EXERCISE INSTRUCTIONS. Write down each entry precisely as given.

Items from a dataset:

· · · · ·

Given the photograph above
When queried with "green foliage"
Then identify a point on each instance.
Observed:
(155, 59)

· · · · ·

THE COMPLETED TASK.
Given the photograph above
When queried with "green foliage"
Then identify a point on each instance.
Observed:
(155, 59)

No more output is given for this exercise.